-------- Material shown

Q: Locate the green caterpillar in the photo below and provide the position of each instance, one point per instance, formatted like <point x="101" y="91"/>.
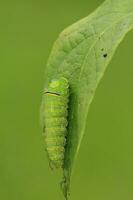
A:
<point x="55" y="112"/>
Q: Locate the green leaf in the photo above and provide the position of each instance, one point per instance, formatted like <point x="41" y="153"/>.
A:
<point x="81" y="54"/>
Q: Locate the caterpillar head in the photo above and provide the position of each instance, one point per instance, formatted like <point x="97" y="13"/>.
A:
<point x="59" y="86"/>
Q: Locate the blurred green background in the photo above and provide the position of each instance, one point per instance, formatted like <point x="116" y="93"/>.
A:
<point x="104" y="168"/>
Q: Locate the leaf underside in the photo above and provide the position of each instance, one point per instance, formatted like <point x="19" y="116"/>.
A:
<point x="81" y="54"/>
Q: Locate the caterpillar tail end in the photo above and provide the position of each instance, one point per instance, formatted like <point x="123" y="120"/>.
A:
<point x="64" y="189"/>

----------------

• **Problem requirements**
Please transcribe exactly the line containing "Q: Locate the green leaf" and every line after it to the end of the data, and no other lines.

• **Response to this task**
Q: Locate the green leaf in the photo above and provide the position of each instance, one point per instance, formatted like <point x="41" y="153"/>.
A:
<point x="81" y="54"/>
Q: Locate the caterpillar head in the photo above and provide the position of each instance, one point per instance, formatted like <point x="97" y="13"/>.
A:
<point x="59" y="86"/>
Q: Locate the blurred green background in the photo above and provide the position of each instance, one point per instance, formatted like <point x="116" y="93"/>.
A:
<point x="104" y="168"/>
Q: Locate the leaf underside in the photo above and provide the position of each instance, one point per instance, formatted like <point x="19" y="116"/>.
A:
<point x="81" y="54"/>
Q: Locate the caterpillar tail end in the photo above and provide the position of each instance, one point per instance, formatted like <point x="123" y="120"/>.
A:
<point x="64" y="189"/>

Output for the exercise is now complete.